_QUOTED PASSAGE_:
- Presented by: Billy Kimball
- Country of origin: United States

Production
- Producer: Billy Kimball
- Running time: 30 minutes

Original release
- Network: Ha! (1990–1991) Comedy Central (1991)
- Release: May 1, 1990 – December 28, 1991

= Clash! =

American comedy game show

Clash! is an American comedy game show which aired on Ha! from May 1, 1990 to March 31, 1991, and on CTV: The Comedy Network/Comedy Central (Ha!'s successor) from April 1 to December 28. The show was produced and hosted by Billy Kimball, and the theme song was composed by Carter Burwell.

Episodes were broadcast weekdays at 10:30 AM and 6:30 PM.

==Format==
Clash! was presented in an absurdist quiz show format in which two teams of three players each competed for prizes. Contestants were selected based on criteria such as occupation, ethnicity, religion, etc. and each team would represent one half of a rivalry. For example, an episode might pit nudists against fashion designers, librarians against noisy people, or vegetarians against butchers. Some rivalries were altered for comedic effect, such as "Cowboys vs. Indians" in which the Indians were people from India.

The game was played in three rounds. In each of the first two rounds the teams were shown four categories with four questions. The questions were each worth 10 points in the first round, with no penalty for a wrong answer. If a team swept all four questions in a category, they earned a 50-point bonus. The first round offered each team a chance to play a "Whiz Quiz" after any correct answer; a team's Whiz Quiz consisted of five questions in a category comedically suited to the team. The team had 20 seconds to attempt all five questions; each correct answer was worth 10 points, and if the team correctly answered all five questions, their total score would be doubled and they would win a bonus prize.

The second round contained four new categories, with questions worth 20 points each. Sweeping a category still earned a 50-point bonus. In this round, a "Grudge Match" would be announced at some point, in which one member of each team competed against each other in a bizarre stunt of some sort. The winner of the Grudge Match picked up an extra 50 points.

The third round was called the "Big Questions." Three categories were shown, each containing three questions worth 50, 100, and 150 points. The trailing team chose one question from each category, consisting of one 50-point question, one 100-point question, and one 150-point question. In this round, points were deducted for wrong answers. After the trailing team played their three questions, the leading team would select from the remaining questions under the same rules. The team with the highest score won a prize and advanced to the "Oval of Odds" bonus round.

The contestant who scored the most points for their team spun a six-spaced wheel and answered a single question. Giving the correct answer won a bonus prize. Five of the spaces each had a question that was extremely difficult ("What is the third word on the thirty-third page of the third book from the right on the third shelf of the third cabinet from the left in the Clash library?") while the last space had a question that was extremely easy ("What did you have for breakfast this morning?" or "How are you?").

_EXERCISES TO COMPLETE_:
a. According to the Clash! game show description, why were some rivalries altered, and what example does it give?
b. From the Clash! game show description, output the passage from "- Release: May" up to and including "by Carter Burwell.".

_RECORDS SHOWN_:

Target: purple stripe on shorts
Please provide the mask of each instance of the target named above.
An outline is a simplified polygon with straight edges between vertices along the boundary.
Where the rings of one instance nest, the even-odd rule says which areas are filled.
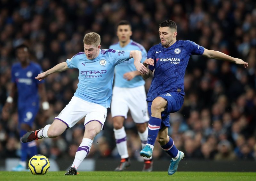
[[[123,142],[123,141],[126,141],[126,140],[127,140],[127,139],[126,138],[126,136],[125,136],[123,138],[122,138],[121,139],[119,139],[118,140],[116,140],[116,143],[120,143],[121,142]]]
[[[140,141],[141,141],[141,143],[143,143],[143,144],[146,144],[148,142],[148,141],[147,140],[146,141],[142,141],[142,140],[141,140]]]
[[[79,151],[85,151],[88,154],[89,151],[90,150],[90,148],[87,146],[82,146],[78,147],[77,148],[77,150],[76,150],[76,152]]]
[[[85,125],[87,125],[87,124],[88,124],[88,123],[89,123],[89,122],[92,122],[92,121],[97,121],[99,123],[100,123],[100,124],[101,124],[101,125],[102,125],[102,127],[102,127],[102,129],[103,130],[103,129],[104,129],[104,125],[103,125],[103,124],[102,124],[102,123],[101,123],[101,122],[100,121],[99,121],[99,120],[96,120],[96,119],[93,119],[93,120],[91,120],[90,121],[88,121],[88,122],[87,122],[87,123],[86,123],[84,125],[84,129],[85,129]]]
[[[55,118],[54,119],[58,119],[58,120],[60,120],[61,121],[63,122],[63,123],[65,123],[65,124],[66,124],[66,125],[67,125],[67,129],[68,129],[68,128],[69,127],[68,127],[68,123],[67,123],[65,121],[64,121],[63,120],[62,120],[60,118]]]

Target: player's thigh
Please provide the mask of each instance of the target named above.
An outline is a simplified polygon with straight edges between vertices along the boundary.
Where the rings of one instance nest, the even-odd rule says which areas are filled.
[[[114,87],[111,103],[111,114],[112,117],[123,116],[127,118],[128,105],[126,99],[127,97],[123,91],[123,89]]]
[[[101,125],[101,129],[104,129],[103,125],[107,117],[107,110],[100,105],[92,103],[90,108],[88,110],[84,119],[85,127],[86,125],[92,121],[98,121]]]
[[[159,97],[167,101],[167,107],[164,112],[168,113],[175,112],[180,110],[184,102],[183,96],[180,94],[176,92],[171,92],[160,95]]]
[[[128,102],[132,117],[136,123],[141,124],[148,121],[148,103],[144,86],[133,89],[131,92],[130,98]]]
[[[64,123],[67,129],[72,127],[85,116],[87,110],[90,107],[89,103],[73,96],[68,105],[54,119]]]
[[[24,107],[18,109],[19,124],[24,124],[32,126],[39,110],[37,106]]]

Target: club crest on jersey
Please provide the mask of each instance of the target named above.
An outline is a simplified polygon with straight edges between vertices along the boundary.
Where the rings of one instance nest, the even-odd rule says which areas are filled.
[[[176,48],[174,50],[174,53],[176,54],[178,54],[180,53],[180,48]]]
[[[100,61],[100,65],[105,65],[107,63],[107,62],[104,59],[102,59]]]
[[[28,77],[31,77],[32,76],[32,72],[30,71],[28,71],[27,73],[27,76]]]

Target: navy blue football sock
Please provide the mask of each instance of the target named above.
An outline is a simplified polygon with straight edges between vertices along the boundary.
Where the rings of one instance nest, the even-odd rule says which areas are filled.
[[[162,119],[151,117],[148,122],[148,134],[147,144],[152,145],[155,145],[159,129],[161,126]]]
[[[179,150],[174,145],[174,142],[172,138],[169,136],[170,140],[167,143],[167,144],[163,146],[161,146],[169,155],[172,156],[172,158],[175,158],[178,154]]]

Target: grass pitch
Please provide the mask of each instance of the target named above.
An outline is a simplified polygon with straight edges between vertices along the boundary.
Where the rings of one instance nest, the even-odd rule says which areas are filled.
[[[154,181],[256,180],[256,173],[249,172],[200,172],[177,171],[172,176],[167,171],[149,173],[137,171],[79,172],[76,176],[64,175],[65,171],[49,171],[44,175],[34,175],[30,172],[0,171],[3,181],[132,180]]]

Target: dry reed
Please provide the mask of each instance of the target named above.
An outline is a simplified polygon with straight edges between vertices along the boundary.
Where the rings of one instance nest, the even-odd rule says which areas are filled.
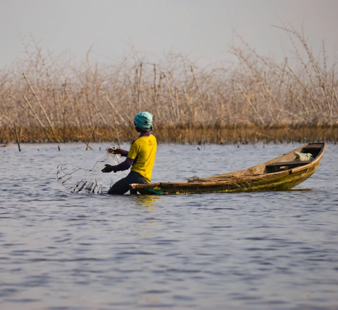
[[[89,52],[76,66],[24,40],[26,59],[0,71],[0,142],[120,144],[135,137],[133,117],[142,110],[155,115],[160,141],[335,142],[334,64],[329,67],[324,47],[317,59],[303,34],[282,29],[292,62],[262,57],[235,33],[238,64],[207,69],[173,54],[149,63],[136,52],[109,66],[91,63]]]

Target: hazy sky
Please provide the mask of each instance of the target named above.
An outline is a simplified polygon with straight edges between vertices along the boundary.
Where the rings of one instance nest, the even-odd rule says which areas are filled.
[[[338,0],[0,0],[0,67],[23,50],[18,31],[58,54],[81,59],[92,45],[97,60],[122,58],[132,42],[161,58],[170,49],[206,65],[229,59],[233,29],[260,53],[281,57],[279,19],[305,32],[314,50],[324,39],[338,50]]]

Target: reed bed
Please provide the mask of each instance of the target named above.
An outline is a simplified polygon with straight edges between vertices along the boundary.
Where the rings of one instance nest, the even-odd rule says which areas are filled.
[[[315,57],[303,33],[282,29],[294,50],[281,63],[235,33],[237,63],[206,68],[172,53],[150,63],[134,50],[109,65],[89,51],[76,65],[24,39],[26,57],[0,71],[0,142],[130,141],[143,110],[163,142],[335,141],[336,62],[328,65],[324,45]]]

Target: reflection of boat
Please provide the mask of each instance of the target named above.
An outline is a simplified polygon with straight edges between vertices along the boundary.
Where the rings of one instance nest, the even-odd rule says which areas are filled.
[[[179,182],[131,184],[141,194],[186,194],[289,189],[300,184],[316,171],[326,143],[308,143],[247,169],[204,179]],[[294,151],[311,153],[312,161],[297,161]]]

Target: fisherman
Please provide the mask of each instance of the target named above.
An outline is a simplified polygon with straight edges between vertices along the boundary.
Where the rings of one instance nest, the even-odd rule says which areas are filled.
[[[123,171],[131,166],[131,169],[129,174],[114,184],[107,193],[123,195],[130,189],[130,184],[150,182],[157,148],[156,138],[151,132],[154,131],[152,122],[153,115],[148,112],[138,113],[135,115],[134,125],[140,135],[132,142],[129,151],[120,148],[108,149],[110,152],[120,154],[127,159],[116,166],[105,165],[105,167],[101,170],[102,172]],[[130,193],[136,194],[137,190],[130,189]]]

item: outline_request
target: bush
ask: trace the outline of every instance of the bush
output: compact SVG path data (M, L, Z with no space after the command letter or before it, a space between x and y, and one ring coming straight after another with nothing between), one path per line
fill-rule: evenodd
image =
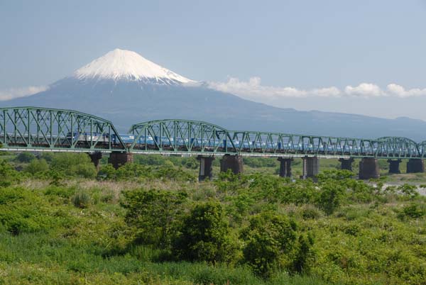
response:
M293 220L272 212L253 216L240 235L246 243L244 261L263 277L271 276L279 268L291 268L296 229Z
M317 201L318 206L327 215L331 215L340 206L345 194L345 188L336 183L323 184Z
M48 162L43 159L33 160L25 168L25 171L31 173L31 174L43 172L48 171L48 169L49 164L48 164Z
M72 203L77 208L87 208L90 205L90 196L87 193L78 191L74 194L72 199Z
M28 163L35 159L36 155L34 155L33 153L23 152L16 155L16 157L15 157L15 161L18 162Z
M422 208L415 203L405 206L403 211L405 216L413 218L421 218L426 213L425 208Z
M0 187L21 181L22 175L4 160L0 160Z
M96 167L86 153L60 152L52 158L52 168L71 177L94 178Z
M135 241L168 248L186 193L138 189L125 191L124 196L125 220L133 229Z
M184 218L180 234L173 244L176 257L213 263L231 259L234 247L224 214L217 202L196 205Z

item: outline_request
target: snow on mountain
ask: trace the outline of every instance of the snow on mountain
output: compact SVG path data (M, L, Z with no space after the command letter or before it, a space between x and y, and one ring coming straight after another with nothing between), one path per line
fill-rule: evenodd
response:
M79 79L141 81L160 84L192 84L189 79L130 50L114 50L74 72Z

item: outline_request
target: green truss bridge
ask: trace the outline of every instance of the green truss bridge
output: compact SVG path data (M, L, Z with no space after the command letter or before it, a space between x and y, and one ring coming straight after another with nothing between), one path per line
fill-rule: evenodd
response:
M284 176L288 176L290 160L297 157L307 162L307 173L312 167L317 172L315 160L320 157L338 157L342 161L361 158L364 162L388 159L393 162L409 159L414 165L422 164L426 156L426 142L406 138L368 139L229 130L206 122L178 119L136 123L124 135L111 122L93 115L36 107L0 108L0 142L5 151L110 152L111 157L122 163L136 153L190 154L202 158L225 155L229 165L238 164L244 156L276 157L284 162ZM122 158L124 155L127 158ZM232 160L235 157L236 162ZM205 160L201 160L202 164ZM239 167L228 168L238 172Z

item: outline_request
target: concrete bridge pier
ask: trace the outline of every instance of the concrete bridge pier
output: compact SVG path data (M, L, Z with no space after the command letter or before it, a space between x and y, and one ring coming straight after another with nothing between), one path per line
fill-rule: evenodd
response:
M407 173L425 172L425 162L423 160L410 158L407 162Z
M198 181L203 181L206 178L212 180L213 177L213 169L212 164L214 157L198 155L197 159L200 160L200 174L198 174Z
M88 153L90 160L94 164L96 170L99 171L100 165L99 160L102 158L102 152L94 152Z
M243 157L241 155L225 155L220 160L220 172L232 170L234 174L243 172Z
M131 152L111 152L108 159L108 163L111 163L116 169L133 161L133 153Z
M380 177L378 162L376 158L364 157L359 162L359 179L369 179Z
M320 158L317 157L305 157L303 160L303 175L302 179L314 178L320 172Z
M352 162L354 162L355 160L354 157L350 157L346 159L339 158L339 161L340 162L340 169L342 170L349 170L352 171Z
M399 169L399 164L401 161L401 160L388 160L388 163L389 163L389 173L394 174L399 174L401 173L401 171Z
M280 177L291 177L291 162L293 158L278 157L280 162Z

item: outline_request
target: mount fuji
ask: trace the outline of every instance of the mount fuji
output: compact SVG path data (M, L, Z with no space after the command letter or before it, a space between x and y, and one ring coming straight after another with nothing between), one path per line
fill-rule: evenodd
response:
M44 91L1 101L0 106L72 109L110 120L120 132L145 121L182 118L204 121L230 130L426 139L423 121L276 108L214 90L205 82L119 49L54 82Z

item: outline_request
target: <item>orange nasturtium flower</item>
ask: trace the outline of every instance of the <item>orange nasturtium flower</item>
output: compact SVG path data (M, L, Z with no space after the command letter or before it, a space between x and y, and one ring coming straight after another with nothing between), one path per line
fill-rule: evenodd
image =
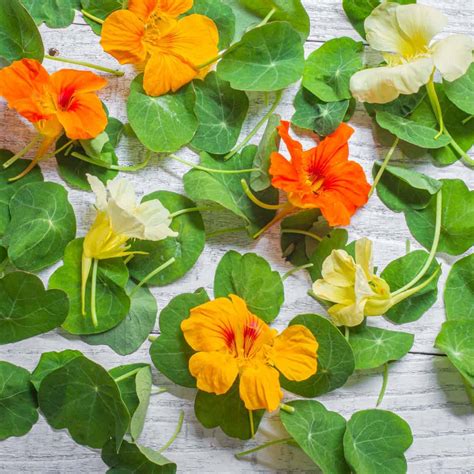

_ANSWERS BELOW_:
a. Some rivalries were altered for comedic effect. The example given is "Cowboys vs. Indians," in which the Indians were people from India.

b.
- Release: May 1, 1990 – December 28, 1991

= Clash! =

American comedy game show

Clash! is an American comedy game show which aired on Ha! from May 1, 1990 to March 31, 1991, and on CTV: The Comedy Network/Comedy Central (Ha!'s successor) from April 1 to December 28. The show was produced and hosted by Billy Kimball, and the theme song was composed by Carter Burwell.